**REQUIRED WORK:**
Return only this: the line with "hut with one point per instance." and all the lines that follow it below, through the final one, exactly as they are.

#### MATERIAL FOR THIS EXERCISE ####

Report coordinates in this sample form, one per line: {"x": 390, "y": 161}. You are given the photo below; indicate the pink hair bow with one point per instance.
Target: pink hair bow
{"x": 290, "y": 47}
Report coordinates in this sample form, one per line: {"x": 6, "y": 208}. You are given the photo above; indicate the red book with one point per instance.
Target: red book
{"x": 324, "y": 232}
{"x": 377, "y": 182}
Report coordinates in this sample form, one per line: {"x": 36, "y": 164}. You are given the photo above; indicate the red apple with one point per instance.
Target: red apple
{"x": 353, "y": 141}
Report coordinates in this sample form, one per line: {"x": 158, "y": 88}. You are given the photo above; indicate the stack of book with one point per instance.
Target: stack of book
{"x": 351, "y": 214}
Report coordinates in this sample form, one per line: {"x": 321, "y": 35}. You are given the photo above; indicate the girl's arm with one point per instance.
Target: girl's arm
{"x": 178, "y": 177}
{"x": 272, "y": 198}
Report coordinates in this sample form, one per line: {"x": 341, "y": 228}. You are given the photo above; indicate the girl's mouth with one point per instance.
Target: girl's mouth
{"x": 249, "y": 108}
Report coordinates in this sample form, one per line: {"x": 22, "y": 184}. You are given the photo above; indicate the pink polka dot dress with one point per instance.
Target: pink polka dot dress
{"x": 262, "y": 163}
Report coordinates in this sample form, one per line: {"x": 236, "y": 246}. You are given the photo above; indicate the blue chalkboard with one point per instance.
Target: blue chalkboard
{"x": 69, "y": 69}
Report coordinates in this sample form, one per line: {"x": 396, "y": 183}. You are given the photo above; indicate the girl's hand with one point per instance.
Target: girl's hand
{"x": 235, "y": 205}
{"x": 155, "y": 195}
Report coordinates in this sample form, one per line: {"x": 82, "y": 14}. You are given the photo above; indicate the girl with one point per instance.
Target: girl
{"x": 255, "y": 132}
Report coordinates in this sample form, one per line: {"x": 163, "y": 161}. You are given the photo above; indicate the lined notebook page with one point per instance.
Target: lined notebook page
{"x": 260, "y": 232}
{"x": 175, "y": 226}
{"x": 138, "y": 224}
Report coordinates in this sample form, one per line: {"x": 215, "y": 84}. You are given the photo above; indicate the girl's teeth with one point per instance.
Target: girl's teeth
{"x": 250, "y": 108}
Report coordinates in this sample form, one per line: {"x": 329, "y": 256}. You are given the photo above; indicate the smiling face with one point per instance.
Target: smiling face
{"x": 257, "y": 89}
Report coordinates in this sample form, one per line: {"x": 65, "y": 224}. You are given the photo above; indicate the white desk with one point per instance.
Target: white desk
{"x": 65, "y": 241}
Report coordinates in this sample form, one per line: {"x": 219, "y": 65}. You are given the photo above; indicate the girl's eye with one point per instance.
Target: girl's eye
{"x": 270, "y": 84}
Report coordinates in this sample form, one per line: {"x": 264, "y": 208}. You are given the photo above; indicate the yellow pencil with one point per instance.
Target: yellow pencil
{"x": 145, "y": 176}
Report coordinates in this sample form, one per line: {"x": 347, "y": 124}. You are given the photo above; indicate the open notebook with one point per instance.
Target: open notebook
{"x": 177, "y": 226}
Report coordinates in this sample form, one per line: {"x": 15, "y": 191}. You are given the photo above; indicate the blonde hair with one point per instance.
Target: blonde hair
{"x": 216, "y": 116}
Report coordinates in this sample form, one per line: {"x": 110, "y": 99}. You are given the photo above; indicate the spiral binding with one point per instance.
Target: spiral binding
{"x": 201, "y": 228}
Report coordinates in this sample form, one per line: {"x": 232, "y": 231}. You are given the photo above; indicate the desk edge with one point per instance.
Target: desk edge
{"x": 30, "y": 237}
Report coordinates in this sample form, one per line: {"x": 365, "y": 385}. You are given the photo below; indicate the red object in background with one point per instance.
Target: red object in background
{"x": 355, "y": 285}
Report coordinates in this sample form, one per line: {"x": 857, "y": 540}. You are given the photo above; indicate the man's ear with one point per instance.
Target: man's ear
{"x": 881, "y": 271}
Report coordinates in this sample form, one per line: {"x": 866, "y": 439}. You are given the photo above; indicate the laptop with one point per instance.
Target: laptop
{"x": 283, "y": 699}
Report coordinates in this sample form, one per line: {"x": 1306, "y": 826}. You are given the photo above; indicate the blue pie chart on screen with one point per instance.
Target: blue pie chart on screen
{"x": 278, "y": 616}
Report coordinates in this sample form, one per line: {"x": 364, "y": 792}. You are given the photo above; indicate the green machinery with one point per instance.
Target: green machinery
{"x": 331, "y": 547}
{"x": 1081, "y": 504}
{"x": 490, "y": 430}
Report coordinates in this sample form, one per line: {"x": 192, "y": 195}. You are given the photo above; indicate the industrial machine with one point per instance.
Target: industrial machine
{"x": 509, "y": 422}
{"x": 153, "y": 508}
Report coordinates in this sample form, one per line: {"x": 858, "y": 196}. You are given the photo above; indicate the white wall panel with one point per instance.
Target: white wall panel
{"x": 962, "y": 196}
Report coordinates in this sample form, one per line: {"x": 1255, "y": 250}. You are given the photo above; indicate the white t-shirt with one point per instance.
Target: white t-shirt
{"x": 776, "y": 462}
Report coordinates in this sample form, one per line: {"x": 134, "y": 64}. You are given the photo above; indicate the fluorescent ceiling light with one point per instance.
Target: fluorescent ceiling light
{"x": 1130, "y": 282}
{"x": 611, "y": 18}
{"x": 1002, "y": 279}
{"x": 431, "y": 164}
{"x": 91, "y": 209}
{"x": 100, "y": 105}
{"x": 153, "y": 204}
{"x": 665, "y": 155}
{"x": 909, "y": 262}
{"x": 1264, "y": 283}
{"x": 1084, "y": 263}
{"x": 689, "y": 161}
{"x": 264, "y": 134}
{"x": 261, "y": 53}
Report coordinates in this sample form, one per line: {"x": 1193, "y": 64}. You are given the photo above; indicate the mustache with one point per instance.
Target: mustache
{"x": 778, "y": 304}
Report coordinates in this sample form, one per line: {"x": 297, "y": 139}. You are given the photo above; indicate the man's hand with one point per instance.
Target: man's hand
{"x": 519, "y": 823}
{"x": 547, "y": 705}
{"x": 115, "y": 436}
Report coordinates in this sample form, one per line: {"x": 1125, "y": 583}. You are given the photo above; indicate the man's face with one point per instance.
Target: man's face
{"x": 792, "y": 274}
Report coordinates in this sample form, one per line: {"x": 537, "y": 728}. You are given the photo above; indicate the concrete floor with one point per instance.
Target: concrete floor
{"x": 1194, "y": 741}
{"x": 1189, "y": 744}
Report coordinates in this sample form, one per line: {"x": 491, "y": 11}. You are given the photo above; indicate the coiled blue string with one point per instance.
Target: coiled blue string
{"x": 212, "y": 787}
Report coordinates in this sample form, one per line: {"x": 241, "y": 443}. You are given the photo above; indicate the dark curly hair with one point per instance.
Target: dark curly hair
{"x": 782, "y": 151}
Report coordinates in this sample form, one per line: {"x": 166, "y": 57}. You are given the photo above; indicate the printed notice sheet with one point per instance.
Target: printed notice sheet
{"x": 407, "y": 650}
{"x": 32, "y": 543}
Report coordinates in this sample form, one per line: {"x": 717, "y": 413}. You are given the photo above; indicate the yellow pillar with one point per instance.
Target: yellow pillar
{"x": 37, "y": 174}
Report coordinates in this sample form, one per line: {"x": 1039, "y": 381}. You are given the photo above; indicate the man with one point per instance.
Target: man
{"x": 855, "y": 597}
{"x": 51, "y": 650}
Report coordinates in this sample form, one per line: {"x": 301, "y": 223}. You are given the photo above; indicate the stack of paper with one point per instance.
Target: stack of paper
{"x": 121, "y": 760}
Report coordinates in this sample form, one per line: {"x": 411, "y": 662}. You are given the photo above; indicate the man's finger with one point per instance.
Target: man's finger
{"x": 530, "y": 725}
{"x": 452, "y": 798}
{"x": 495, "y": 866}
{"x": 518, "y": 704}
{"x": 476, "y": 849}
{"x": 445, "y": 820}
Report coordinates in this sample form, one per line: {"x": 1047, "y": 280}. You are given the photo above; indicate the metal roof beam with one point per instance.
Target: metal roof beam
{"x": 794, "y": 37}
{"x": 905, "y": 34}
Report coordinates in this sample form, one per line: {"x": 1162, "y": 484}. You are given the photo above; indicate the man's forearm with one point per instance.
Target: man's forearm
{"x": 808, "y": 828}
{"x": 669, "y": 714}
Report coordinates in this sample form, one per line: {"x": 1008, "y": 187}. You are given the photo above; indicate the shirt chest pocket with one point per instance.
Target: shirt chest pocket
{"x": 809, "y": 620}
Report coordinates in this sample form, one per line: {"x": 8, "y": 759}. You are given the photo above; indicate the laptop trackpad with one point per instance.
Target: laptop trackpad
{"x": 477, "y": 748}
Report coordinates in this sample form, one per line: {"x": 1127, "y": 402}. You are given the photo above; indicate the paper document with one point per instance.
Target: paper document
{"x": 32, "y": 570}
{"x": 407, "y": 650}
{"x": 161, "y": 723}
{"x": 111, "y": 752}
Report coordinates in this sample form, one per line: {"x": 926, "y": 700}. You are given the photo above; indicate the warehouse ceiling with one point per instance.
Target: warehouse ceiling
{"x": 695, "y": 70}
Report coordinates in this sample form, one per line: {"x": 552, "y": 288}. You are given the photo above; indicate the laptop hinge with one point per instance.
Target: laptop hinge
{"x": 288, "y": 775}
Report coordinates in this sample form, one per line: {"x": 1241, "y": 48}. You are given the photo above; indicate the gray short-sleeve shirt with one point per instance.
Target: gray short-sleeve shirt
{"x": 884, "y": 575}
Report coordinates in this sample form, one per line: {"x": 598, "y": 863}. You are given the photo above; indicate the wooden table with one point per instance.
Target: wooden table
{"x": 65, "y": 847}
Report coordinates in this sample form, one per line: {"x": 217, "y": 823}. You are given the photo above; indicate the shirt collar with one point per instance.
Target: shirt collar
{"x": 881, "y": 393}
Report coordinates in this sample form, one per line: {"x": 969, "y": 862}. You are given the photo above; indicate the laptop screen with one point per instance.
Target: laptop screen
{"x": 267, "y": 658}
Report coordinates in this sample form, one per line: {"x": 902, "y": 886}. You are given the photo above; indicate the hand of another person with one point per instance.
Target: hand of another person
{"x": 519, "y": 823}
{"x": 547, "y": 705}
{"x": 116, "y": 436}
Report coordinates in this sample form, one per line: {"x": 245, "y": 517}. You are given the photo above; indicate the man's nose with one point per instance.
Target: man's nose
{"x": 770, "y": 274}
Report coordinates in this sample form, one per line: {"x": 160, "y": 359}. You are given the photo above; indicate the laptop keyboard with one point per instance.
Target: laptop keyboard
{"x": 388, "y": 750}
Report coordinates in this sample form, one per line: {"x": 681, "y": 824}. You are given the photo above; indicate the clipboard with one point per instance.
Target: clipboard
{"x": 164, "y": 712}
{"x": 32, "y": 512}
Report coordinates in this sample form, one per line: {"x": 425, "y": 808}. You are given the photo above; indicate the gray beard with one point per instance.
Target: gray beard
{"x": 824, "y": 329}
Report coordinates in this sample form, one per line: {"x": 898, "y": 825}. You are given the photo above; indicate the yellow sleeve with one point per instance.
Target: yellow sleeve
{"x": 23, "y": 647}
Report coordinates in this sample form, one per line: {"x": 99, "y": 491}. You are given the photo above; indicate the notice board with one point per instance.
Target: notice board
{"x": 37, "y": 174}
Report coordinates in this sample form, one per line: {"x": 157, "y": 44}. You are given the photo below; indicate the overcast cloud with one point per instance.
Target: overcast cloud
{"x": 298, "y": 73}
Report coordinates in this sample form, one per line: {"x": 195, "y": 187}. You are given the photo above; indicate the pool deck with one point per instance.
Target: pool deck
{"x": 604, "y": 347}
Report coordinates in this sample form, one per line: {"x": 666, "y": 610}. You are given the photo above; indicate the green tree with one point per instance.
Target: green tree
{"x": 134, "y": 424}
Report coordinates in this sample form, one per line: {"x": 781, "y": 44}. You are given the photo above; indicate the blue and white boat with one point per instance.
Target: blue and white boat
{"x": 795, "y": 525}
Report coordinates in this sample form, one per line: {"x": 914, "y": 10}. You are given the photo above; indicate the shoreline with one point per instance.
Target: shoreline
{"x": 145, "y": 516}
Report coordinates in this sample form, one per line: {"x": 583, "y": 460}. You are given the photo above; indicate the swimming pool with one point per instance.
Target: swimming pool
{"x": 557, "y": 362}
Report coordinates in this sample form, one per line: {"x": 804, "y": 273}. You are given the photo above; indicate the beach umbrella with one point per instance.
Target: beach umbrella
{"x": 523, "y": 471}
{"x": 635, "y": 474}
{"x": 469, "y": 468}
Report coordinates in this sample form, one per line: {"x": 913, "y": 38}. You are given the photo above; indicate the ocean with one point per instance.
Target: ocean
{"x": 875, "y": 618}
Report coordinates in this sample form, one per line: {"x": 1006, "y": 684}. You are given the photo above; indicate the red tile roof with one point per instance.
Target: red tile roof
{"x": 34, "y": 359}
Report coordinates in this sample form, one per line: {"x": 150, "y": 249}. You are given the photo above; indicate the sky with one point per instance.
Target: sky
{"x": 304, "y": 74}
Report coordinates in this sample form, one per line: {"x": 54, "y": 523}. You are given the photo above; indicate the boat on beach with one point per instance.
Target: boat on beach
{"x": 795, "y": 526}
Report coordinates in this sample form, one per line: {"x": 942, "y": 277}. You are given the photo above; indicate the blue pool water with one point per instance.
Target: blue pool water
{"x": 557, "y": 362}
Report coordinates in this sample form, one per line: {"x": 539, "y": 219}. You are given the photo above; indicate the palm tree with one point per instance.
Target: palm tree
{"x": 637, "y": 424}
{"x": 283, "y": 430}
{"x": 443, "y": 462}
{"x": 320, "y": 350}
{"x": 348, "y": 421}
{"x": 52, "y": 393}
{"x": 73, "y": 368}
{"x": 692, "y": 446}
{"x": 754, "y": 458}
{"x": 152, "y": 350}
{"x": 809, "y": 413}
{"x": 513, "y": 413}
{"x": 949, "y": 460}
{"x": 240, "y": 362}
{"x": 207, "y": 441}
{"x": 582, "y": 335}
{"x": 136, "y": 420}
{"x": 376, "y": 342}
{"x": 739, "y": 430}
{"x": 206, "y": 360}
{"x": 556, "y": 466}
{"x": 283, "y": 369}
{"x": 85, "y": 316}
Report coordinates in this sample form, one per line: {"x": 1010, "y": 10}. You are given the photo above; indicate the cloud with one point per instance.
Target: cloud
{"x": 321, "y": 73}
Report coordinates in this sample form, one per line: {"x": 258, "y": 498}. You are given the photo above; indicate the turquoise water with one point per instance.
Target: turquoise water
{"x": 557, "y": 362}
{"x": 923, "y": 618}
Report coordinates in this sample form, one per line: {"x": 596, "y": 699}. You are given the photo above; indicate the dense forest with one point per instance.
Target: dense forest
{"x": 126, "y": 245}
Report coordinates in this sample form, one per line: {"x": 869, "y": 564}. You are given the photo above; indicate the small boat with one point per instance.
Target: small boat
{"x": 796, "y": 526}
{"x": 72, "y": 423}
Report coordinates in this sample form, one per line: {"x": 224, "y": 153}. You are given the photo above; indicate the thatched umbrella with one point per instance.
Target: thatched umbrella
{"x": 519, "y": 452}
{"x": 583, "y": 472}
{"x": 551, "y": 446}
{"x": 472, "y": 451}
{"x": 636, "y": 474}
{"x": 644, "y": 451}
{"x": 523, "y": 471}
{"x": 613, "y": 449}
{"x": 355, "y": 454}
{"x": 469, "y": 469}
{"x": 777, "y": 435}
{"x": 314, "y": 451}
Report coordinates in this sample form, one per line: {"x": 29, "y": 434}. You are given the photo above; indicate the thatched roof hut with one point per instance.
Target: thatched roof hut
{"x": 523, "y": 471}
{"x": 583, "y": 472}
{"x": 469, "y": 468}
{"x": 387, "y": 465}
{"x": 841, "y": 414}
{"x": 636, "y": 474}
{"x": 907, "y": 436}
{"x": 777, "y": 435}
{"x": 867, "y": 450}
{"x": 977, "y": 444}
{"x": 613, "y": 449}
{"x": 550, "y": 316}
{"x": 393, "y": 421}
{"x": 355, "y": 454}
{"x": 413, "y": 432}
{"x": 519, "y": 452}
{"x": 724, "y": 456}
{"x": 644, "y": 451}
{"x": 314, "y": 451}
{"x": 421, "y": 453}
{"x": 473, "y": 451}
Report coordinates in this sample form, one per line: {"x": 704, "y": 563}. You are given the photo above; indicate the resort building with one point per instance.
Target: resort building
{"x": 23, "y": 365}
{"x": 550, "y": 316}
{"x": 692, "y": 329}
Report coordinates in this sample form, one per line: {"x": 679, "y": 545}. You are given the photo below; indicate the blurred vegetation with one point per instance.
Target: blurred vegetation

####

**RESULT:**
Report coordinates in this sample form, one per line: {"x": 29, "y": 434}. You are given the photo above; indicate the thatched roof hut with one point per instance.
Target: thatched roof hut
{"x": 523, "y": 471}
{"x": 583, "y": 472}
{"x": 469, "y": 468}
{"x": 387, "y": 465}
{"x": 841, "y": 414}
{"x": 636, "y": 474}
{"x": 907, "y": 436}
{"x": 777, "y": 435}
{"x": 867, "y": 450}
{"x": 977, "y": 444}
{"x": 613, "y": 449}
{"x": 550, "y": 316}
{"x": 393, "y": 421}
{"x": 355, "y": 454}
{"x": 413, "y": 432}
{"x": 519, "y": 452}
{"x": 724, "y": 456}
{"x": 644, "y": 451}
{"x": 314, "y": 451}
{"x": 421, "y": 453}
{"x": 473, "y": 451}
Report coordinates in this sample form, one per line: {"x": 704, "y": 563}. You are given the photo above; indicate the resort building with one point per instance.
Target: resort building
{"x": 23, "y": 365}
{"x": 550, "y": 316}
{"x": 692, "y": 329}
Report coordinates in this sample form, one per line: {"x": 679, "y": 545}. You are given the photo below; indicate the blurred vegetation with one point per instance.
Target: blurred vegetation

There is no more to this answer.